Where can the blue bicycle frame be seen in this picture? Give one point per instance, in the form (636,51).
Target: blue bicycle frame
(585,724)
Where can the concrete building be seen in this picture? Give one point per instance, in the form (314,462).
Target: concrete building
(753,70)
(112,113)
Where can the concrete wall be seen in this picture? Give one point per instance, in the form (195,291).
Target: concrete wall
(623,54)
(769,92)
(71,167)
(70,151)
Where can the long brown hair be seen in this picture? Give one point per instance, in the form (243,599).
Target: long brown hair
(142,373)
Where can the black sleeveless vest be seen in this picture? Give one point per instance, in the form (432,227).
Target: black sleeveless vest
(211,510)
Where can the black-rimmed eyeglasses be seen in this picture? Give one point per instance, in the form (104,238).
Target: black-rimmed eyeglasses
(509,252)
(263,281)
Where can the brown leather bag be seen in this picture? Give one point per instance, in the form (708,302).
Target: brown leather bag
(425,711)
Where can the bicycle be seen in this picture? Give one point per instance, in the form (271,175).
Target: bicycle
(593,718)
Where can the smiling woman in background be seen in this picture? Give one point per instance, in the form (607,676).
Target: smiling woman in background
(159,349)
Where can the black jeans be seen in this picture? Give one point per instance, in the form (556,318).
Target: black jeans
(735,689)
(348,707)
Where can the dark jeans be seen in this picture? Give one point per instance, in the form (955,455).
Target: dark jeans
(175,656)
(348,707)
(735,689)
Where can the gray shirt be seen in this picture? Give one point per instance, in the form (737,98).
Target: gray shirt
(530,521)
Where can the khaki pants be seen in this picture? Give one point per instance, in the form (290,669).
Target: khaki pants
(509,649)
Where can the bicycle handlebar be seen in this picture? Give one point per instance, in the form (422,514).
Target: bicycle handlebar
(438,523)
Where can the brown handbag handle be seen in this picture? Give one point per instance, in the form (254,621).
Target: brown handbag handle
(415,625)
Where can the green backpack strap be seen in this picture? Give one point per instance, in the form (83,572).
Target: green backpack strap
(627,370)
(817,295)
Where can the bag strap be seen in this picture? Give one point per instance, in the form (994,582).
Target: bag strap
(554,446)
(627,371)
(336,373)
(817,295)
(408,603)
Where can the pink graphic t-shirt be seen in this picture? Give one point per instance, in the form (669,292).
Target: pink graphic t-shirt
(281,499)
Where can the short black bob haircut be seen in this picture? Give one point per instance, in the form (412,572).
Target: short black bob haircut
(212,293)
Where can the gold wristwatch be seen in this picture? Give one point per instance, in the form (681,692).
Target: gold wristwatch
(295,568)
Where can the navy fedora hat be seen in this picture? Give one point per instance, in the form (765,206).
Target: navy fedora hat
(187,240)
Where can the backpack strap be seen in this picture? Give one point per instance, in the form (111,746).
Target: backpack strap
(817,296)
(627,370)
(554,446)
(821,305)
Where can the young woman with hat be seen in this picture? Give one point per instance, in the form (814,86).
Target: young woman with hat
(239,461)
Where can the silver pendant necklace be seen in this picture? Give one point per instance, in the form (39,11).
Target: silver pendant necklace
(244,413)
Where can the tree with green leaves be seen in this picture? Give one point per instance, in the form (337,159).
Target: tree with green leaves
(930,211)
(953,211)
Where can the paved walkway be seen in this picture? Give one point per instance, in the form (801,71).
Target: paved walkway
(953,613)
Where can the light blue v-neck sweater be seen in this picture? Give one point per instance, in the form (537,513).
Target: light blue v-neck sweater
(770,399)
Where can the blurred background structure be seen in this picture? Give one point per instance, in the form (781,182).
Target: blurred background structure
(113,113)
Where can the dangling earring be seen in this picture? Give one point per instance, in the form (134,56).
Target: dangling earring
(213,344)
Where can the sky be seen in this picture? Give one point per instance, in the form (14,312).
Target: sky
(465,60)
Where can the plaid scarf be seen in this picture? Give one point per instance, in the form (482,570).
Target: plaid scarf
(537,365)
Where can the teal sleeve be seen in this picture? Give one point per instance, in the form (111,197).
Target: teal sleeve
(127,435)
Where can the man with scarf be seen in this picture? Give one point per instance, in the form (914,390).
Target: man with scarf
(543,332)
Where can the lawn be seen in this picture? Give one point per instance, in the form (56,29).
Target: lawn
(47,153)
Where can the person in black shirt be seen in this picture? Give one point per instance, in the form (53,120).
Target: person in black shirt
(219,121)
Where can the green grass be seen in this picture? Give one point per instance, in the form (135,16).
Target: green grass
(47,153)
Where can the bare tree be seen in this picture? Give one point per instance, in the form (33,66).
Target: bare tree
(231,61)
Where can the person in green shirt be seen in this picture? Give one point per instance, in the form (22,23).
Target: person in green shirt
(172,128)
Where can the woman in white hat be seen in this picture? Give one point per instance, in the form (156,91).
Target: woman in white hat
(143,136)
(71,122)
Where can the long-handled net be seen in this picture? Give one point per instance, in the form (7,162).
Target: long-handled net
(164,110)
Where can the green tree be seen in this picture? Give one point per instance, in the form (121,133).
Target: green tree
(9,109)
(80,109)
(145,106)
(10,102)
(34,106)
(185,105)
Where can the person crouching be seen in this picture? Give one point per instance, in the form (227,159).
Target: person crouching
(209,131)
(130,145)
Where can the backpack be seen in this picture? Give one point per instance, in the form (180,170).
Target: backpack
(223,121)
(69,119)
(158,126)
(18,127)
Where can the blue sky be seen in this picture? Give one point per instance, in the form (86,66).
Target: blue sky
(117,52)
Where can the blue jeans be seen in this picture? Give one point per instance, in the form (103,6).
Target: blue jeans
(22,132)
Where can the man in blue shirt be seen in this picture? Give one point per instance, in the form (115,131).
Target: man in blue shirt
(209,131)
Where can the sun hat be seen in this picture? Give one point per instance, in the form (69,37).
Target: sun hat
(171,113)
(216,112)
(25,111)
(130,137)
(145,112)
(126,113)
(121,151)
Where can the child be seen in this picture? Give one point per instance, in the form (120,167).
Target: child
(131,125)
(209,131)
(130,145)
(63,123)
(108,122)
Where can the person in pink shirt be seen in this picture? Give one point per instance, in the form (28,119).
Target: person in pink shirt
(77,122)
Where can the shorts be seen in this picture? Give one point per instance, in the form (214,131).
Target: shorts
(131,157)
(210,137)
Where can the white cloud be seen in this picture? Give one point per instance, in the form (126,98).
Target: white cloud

━━━

Return every line of the listing, word for word.

(ANSWER)
Where can the blue bicycle frame be seen in this picture? Give one point per instance, in the form (636,51).
Target: blue bicycle frame
(585,724)
Where can the concrete building be seen in this picture? Give one point per instance, in the form (314,462).
Target: concrete building
(753,70)
(112,113)
Where can the concrete wall be seen in this picture? Give one point per instance, in the form (195,291).
Target: concrete wall
(623,54)
(769,92)
(71,167)
(70,151)
Where can the long brown hair be seen in this picture? Give one point per instance, in the form (243,599).
Target: long brown hair
(142,373)
Where can the black sleeveless vest be seen in this picture? Give one point per instance, in the form (432,227).
Target: black sleeveless vest
(211,510)
Where can the black-rimmed eyeglasses be seen in this picture? Give one point per instance, in the form (104,238).
Target: black-rimmed eyeglasses
(509,252)
(263,281)
Where can the brown leather bag be seen in this picture? Give one point per instance, in the form (708,302).
Target: brown leather bag
(425,711)
Where can the bicycle be seen in this picture? Give one point per instance, in the form (271,175).
Target: bicycle
(593,718)
Where can the smiling woman in background be seen in this picture? Give one point per instance, in the form (607,676).
Target: smiling woman in background
(159,349)
Where can the black jeans be seen in this picture? Give one point per instance, in the form (556,318).
Target: black jeans
(735,689)
(348,707)
Where can the dark jeans be seen in this picture? Give one point per instance, in the form (955,455).
Target: dark jeans
(175,656)
(348,707)
(735,689)
Where can the gray shirt be seen in this picture? Give one point per instance, in the form (737,98).
Target: gray shirt
(530,521)
Where can the khaki pants be seen in this picture? Give one point per instance, in the form (290,669).
Target: khaki pants
(509,649)
Where can the bicycle handlebar be seen in this picture? Give one point per instance, in the form (422,514).
Target: bicycle handlebar
(438,523)
Where can the brown handbag handle be seen in this picture? Give one point per instance, in the form (254,621).
Target: brown handbag handle
(415,625)
Where can the green backpack strap be seen in this picture? Give one point per instance, in the form (83,572).
Target: green backpack strap
(627,370)
(817,295)
Where can the bag strap be seen in this picture? Give one point per instance, in the form (994,582).
Target: bag strap
(554,446)
(627,371)
(336,373)
(817,295)
(408,603)
Where can the pink graphic t-shirt be seen in this picture? Give one point per instance, in the form (669,292).
Target: pink graphic t-shirt
(281,499)
Where can the short black bob haircut be seen in this picture? Give one point per instance, in the form (412,572).
Target: short black bob haircut
(212,293)
Where can the gold wristwatch be seen in this picture? Give one point per instance, in the form (681,692).
Target: gold wristwatch
(295,568)
Where can the navy fedora hat be seen in this picture? Give one point per instance, in the form (765,206).
Target: navy fedora hat
(187,240)
Where can the backpack strap be seen in this picture? Give one point per instance, in the form (111,746).
Target: backpack strap
(817,296)
(627,370)
(554,446)
(821,305)
Where can the young woman with hat be seen in this picture? Give one point per instance, in the form (814,86).
Target: young woman with hat
(239,461)
Where can the silver pendant necklace be seen in this picture? Give one point per instance, in the form (39,11).
Target: silver pendant necklace
(244,413)
Where can the tree with green leaves be seen in this picture? Give one point per instance, in the form (337,159).
Target: tree with green leaves
(930,211)
(953,211)
Where can the paved walkway be seen in this picture? Give one point per instance, in the form (801,71).
Target: paved walkway
(953,613)
Where can the light blue v-neck sweater be seen in this picture? Give one point per instance, in the form (537,513).
Target: light blue v-neck sweater
(770,399)
Where can the blurred background structure be seen in this picture? Give one point per instance, in the form (781,182).
Target: blurred background structure
(113,113)
Where can the dangling earring be seen in this picture? Give one point per instance, in the form (134,56).
Target: dangling earring
(213,344)
Where can the sky be seen in this picture? Give one point per instance, in the form (14,312).
Target: sky
(465,60)
Where can the plaid scarf be seen in this picture? Give one point per instance, in the form (482,570).
Target: plaid scarf
(537,365)
Where can the teal sleeve be seen in this picture? Give one point per instance, in the form (111,197).
Target: teal sleeve
(127,435)
Where can the man with scarf be seen in this picture? Give one point per instance, in the form (914,390).
Target: man with scarf
(543,332)
Where can the lawn be seen in this picture? Give one point per instance, in the form (56,29).
Target: lawn
(47,153)
Where can the person in black shirt be seen in this picture? Give one point per instance, in the form (53,120).
Target: person in black shirt
(219,121)
Where can the green grass be seen in this picture? Give one point per instance, in the form (135,16).
Target: green grass
(47,153)
Where can the bare tree be seen in this picture? Give one point per instance, in the form (33,66).
Target: bare tree
(231,61)
Where can the person in green shirt be seen in this picture? Give one point per instance, in the form (22,23).
Target: person in green shirt
(172,128)
Where can the woman in white hat be seen in this picture? Give one point per instance, in the form (156,91).
Target: woman in white hat
(143,136)
(71,122)
Where can the long-handled net be seen in this picture? Give one point per instance, in the form (7,162).
Target: long-handled net
(164,110)
Where can the green tree be seen in this picture? Give one point per instance, in the form (121,133).
Target: green tree
(9,109)
(80,109)
(145,106)
(10,102)
(34,106)
(185,105)
Where can the person crouching be seen in this picture? Give one point per instance, in the form (227,159).
Target: person crouching
(209,131)
(130,145)
Where can the backpack be seen in this picture? Give one point per instance, in the form (180,170).
Target: backpack
(223,121)
(69,119)
(158,126)
(18,127)
Where can the blue sky be seen in this picture? Give one point per instance, in the form (86,66).
Target: blue sky
(117,52)
Where can the blue jeans be seen in this picture? Give one point per instance, in the form (103,6).
Target: blue jeans
(22,132)
Where can the man in blue shirt be seen in this picture? Give one point per instance, in the form (115,131).
Target: man in blue shirt
(209,131)
Where can the sun hat be seen in this picture? Give one point per instance, in the form (69,37).
Target: sun hat
(171,113)
(216,112)
(25,111)
(130,137)
(145,112)
(126,113)
(121,151)
Where can the child be seen in this picture? Give one point per instance, in the form (120,167).
Target: child
(131,125)
(209,131)
(130,145)
(63,123)
(108,122)
Where can the person in pink shirt be seen in this picture? Give one point per instance, in the form (28,119).
Target: person in pink shirt
(77,122)
Where can the shorts be seen in this picture? Give one point per instance, in the form (214,131).
Target: shorts
(131,157)
(210,137)
Where can the white cloud be seen in this picture? Give one point per instance, in the form (126,98).
Target: white cloud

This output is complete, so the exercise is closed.